Gemini Omni
Google's new video model lets you direct a clip by conversation — change the camera, swap an object, light the scene — but it will not let you edit the speech, and it signs everything it makes.
Gemini Omni folds Google's text reasoning into video so editing becomes a conversation: ask for a different camera angle or a new background and each instruction builds on the last, the way Google's image tool already works for stills. The first release makes ten-second clips with sound and edits footage you already have, rather than only conjuring video from a sentence.
You can lend your own voice to a clip, but you cannot rewrite the speech in someone else's footage.
The line worth noticing is the one Google drew around it. The model is good enough to put new words in a real person's mouth — and that is exactly the capability Google held back. You can lend your own voice to a generated clip, but you cannot rewrite the speech in someone else's footage; Google says it is 'still working to test this' before releasing it 'responsibly.' Read plainly, in an election year: the deepfake button exists and was left off the panel.
So the story is restraint, not reach. The frontier of what these models can do now runs ahead of what their makers will ship — the gating happens at release, by choice, not at the limit of the technology. To make that choice legible, every clip Omni produces carries an invisible Google watermark and a tamper-evident origin record by default, verifiable in Chrome and Search and not switchable off. The capability is being rationed and labelled at the same time, which is roughly the only honest answer anyone has to synthetic video.
Watch where a maker draws its own line — what it can build but chooses not to release tells you more than the demo reel.

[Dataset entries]

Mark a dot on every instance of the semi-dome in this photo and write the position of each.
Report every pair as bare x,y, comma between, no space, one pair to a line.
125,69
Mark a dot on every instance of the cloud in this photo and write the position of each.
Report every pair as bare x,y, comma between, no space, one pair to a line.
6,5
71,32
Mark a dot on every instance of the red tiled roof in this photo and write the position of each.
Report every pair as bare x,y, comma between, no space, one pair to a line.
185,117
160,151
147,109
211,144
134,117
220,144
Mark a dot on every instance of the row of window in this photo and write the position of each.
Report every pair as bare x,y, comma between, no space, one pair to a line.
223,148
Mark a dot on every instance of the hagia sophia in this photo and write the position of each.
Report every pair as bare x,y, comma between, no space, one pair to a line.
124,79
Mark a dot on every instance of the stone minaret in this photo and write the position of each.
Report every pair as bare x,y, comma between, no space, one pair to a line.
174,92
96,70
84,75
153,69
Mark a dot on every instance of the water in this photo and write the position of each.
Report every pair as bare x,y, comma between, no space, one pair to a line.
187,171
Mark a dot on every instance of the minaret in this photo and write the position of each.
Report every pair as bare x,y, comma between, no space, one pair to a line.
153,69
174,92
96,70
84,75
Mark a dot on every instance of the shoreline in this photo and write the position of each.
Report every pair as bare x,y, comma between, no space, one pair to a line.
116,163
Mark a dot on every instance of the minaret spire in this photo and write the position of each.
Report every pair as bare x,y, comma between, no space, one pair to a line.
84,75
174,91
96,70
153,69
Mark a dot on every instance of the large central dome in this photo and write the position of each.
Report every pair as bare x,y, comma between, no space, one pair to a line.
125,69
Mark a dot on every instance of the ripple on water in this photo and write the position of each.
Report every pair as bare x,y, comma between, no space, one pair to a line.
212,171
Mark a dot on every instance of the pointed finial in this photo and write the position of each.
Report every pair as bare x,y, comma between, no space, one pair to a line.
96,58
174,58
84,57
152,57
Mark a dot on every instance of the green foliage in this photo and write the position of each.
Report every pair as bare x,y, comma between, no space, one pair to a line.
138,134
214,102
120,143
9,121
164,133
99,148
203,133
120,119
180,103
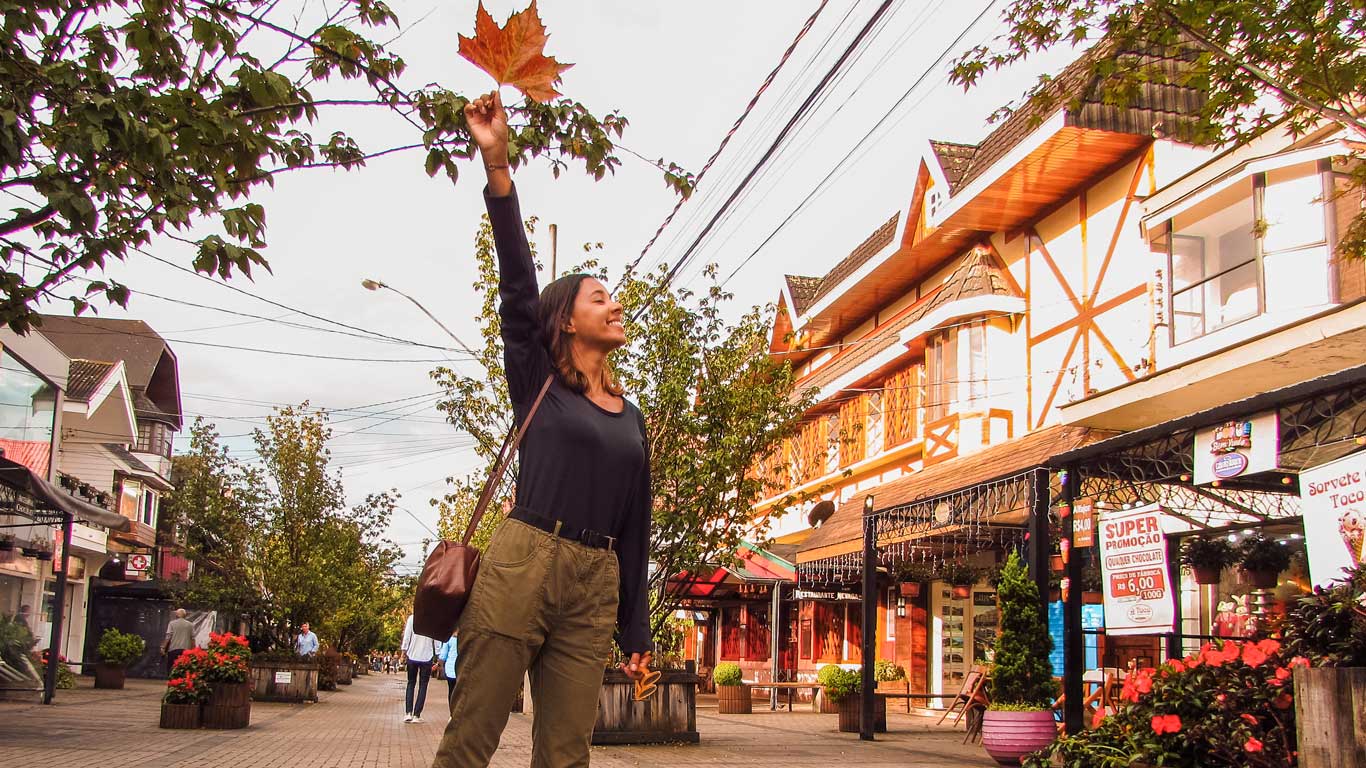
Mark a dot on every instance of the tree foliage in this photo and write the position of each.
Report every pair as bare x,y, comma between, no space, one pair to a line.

ASSIGNMENT =
Answer these questions from the text on Gemini Omni:
(a) How long are the clips that the first release of the model produces?
(b) What editing capability did Google withhold from release?
(c) In which two Google products can the origin record of an Omni clip be verified?
These rows bear no relation to the text on Gemini Omni.

YOUR SOLUTION =
(a) Ten seconds, with sound.
(b) Rewriting the speech in someone else's footage.
(c) Chrome and Search.